» SOURCE EXTRACT
######
One major barrier to healthy risk-taking is perfectionism because learning from mistakes is crucial to growth. Charlotte explains that it’s only when things go wrong that we must look at how we could do them differently or better. “I don’t think there’s a shortcut around that.”

For instance, you can tell a child hundreds of times not to touch the hotplate, “but when they burn themselves, they learn not to touch it again,” she says.

“I think we learn through our mistakes more than we learn through other people’s examples. In therapy, people have to come to their solutions by themselves. If someone just tells them [what to do], it doesn’t work. They don’t even want to hear it.”

Dr Heron agrees that learning by trial and error is vital for growth. “When we make mistakes and learn from those mistakes, we can surpass our dreams, because very often, we find ways of doing things even better than what we thought possible.”

She notes that perfectionism always comes back to fear – of not being good enough or what others think of us – but “life is way too short for things to be perfect.”

“Nature is not perfect. We shouldn’t be perfect either,” says Dr Heron. “Give yourself permission to be an imperfect person.”
######
» ACTIVITIES
[A] In the text on perfectionism, rewrite the paragraph beginning "One major barrier to healthy risk-taking" as a short bulleted list that keeps its main points.
[B] According to Dr Heron in the text on perfectionism, what does perfectionism always come back to?
[C] List every passage in quotation marks that the text on perfectionism attributes to Dr Heron.
######
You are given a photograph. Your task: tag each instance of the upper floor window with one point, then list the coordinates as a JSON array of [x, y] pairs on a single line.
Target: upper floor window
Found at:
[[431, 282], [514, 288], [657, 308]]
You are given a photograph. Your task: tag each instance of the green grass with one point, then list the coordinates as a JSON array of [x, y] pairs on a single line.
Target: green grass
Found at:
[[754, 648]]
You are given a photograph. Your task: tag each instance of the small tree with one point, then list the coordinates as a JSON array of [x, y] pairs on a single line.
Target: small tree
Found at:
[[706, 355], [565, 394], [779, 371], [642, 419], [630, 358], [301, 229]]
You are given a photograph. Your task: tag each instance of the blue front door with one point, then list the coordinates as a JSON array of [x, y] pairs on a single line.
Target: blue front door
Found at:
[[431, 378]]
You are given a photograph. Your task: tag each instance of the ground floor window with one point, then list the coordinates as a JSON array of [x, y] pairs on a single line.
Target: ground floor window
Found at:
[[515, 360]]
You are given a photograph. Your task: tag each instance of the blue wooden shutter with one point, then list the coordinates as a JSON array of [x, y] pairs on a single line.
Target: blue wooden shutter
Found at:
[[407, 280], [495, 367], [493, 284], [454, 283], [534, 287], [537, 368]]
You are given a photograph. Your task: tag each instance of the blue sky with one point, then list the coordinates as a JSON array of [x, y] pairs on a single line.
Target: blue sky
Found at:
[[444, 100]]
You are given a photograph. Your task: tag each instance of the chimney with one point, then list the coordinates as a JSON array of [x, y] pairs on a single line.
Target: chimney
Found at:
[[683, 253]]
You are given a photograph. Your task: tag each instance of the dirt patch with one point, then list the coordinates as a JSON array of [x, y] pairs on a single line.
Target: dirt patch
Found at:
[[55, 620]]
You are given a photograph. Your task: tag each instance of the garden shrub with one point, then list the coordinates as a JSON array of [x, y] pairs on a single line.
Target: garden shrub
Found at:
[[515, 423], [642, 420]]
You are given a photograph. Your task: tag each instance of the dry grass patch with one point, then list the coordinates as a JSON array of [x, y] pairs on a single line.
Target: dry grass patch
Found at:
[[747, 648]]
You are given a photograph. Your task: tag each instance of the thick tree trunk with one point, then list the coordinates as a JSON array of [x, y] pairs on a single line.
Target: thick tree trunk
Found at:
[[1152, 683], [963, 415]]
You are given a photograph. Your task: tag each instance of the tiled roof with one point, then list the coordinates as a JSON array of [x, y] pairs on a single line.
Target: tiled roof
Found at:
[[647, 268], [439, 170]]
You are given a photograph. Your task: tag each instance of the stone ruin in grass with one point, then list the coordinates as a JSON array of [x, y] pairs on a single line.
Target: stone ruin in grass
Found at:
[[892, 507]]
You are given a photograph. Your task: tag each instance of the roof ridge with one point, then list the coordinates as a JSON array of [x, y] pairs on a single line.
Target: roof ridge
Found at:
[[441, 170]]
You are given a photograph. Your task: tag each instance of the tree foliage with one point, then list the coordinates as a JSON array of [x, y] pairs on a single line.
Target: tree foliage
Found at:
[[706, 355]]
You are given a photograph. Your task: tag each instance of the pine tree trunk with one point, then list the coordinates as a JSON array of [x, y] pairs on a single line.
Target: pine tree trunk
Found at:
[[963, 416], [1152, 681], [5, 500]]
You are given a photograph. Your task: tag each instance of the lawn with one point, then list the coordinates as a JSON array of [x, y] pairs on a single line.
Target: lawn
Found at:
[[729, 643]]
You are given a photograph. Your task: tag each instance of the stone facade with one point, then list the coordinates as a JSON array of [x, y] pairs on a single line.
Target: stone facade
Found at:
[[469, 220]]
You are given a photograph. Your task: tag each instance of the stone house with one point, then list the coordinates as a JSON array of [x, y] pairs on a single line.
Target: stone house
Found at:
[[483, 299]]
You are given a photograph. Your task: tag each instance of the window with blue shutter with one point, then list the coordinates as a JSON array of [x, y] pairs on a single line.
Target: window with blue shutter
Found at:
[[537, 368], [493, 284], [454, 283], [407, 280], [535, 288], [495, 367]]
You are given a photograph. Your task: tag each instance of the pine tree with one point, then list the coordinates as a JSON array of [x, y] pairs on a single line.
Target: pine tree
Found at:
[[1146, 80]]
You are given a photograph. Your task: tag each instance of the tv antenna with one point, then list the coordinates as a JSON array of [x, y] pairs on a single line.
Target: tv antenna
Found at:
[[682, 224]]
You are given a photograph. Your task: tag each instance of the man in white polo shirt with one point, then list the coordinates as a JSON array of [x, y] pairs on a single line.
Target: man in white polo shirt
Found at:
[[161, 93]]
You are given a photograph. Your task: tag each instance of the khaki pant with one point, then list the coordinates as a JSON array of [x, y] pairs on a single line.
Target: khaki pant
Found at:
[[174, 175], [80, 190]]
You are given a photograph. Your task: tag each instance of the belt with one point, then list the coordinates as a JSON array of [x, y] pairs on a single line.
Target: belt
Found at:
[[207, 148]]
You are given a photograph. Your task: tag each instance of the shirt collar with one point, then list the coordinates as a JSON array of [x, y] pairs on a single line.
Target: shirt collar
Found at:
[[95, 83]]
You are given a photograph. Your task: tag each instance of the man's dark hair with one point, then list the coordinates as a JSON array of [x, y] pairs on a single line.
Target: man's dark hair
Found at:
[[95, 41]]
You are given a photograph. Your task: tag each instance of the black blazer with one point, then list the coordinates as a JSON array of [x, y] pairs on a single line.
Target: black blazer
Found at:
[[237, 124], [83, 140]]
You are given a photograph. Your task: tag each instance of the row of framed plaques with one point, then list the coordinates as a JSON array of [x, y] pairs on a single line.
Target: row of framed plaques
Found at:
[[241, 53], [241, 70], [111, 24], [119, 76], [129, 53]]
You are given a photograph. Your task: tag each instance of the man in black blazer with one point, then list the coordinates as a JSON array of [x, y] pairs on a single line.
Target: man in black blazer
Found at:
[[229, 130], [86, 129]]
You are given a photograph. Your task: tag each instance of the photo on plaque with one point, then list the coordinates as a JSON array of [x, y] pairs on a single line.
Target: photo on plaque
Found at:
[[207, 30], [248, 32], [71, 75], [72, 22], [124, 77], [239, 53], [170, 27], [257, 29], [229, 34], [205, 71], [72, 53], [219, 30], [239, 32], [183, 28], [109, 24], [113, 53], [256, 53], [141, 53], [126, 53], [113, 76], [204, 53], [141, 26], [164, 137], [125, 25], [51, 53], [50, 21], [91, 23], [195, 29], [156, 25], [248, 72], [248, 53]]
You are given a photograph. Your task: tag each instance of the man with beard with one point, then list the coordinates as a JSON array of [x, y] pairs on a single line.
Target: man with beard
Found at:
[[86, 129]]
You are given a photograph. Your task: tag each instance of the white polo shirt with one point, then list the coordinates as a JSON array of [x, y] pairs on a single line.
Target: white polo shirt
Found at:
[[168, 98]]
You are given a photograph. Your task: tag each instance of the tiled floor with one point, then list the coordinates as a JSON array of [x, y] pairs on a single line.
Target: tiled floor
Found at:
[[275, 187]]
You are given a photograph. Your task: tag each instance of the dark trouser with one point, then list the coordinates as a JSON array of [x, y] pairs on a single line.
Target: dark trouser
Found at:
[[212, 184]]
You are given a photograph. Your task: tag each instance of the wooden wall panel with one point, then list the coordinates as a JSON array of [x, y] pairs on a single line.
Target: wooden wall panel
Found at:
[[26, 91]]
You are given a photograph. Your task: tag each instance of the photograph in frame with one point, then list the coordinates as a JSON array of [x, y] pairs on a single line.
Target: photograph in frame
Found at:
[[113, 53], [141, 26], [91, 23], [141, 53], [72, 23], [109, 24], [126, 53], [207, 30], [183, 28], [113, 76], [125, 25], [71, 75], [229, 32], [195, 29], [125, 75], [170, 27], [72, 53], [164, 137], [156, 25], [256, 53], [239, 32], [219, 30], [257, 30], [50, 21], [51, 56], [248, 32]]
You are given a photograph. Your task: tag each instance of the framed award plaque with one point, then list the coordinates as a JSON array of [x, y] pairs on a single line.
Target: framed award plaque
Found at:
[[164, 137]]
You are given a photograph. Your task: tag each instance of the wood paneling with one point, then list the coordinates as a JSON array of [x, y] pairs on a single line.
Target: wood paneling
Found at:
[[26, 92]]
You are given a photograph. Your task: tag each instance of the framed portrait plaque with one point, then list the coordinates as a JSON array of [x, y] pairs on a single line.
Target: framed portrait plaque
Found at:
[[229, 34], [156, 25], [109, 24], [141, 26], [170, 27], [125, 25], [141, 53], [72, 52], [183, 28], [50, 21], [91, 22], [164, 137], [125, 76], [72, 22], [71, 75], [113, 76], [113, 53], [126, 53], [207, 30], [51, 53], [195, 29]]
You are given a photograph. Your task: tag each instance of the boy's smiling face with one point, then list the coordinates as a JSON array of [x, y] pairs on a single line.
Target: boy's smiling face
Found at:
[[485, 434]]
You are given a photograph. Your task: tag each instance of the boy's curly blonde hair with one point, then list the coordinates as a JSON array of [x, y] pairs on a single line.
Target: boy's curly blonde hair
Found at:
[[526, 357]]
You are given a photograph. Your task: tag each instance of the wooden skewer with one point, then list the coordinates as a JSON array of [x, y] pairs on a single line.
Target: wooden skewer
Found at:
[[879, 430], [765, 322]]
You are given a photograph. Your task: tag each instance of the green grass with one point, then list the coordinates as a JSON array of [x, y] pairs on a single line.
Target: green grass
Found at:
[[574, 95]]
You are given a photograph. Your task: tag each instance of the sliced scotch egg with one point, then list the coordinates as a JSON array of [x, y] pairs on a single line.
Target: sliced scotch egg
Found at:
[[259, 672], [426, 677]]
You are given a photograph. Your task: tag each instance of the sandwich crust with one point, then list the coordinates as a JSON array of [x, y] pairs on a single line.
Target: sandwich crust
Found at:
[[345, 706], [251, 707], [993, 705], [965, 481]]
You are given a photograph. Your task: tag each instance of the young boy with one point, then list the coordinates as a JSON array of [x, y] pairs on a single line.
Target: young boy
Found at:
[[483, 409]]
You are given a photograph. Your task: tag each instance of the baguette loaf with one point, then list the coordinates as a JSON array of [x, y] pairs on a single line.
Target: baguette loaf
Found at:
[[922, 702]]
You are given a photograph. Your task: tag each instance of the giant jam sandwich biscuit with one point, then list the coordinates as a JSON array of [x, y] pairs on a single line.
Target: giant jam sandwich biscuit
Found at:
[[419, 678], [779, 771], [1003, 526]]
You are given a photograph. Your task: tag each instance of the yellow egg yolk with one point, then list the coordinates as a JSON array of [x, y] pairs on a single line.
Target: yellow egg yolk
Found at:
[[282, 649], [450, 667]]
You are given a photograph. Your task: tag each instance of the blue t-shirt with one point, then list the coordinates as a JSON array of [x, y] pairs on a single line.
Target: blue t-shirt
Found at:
######
» TASK-BY-TASK ANSWERS
[A]
- Perfectionism is a major barrier to healthy risk-taking.
- Learning from mistakes is crucial to growth.
- According to Charlotte, we must look at how to do things differently or better only when they go wrong.
- She sees no shortcut around that.

[B] Fear of not being good enough or of what others think of us.

[C]
- "When we make mistakes and learn from those mistakes, we can surpass our dreams, because very often, we find ways of doing things even better than what we thought possible."
- "life is way too short for things to be perfect."
- "Nature is not perfect. We shouldn’t be perfect either"
- "Give yourself permission to be an imperfect person."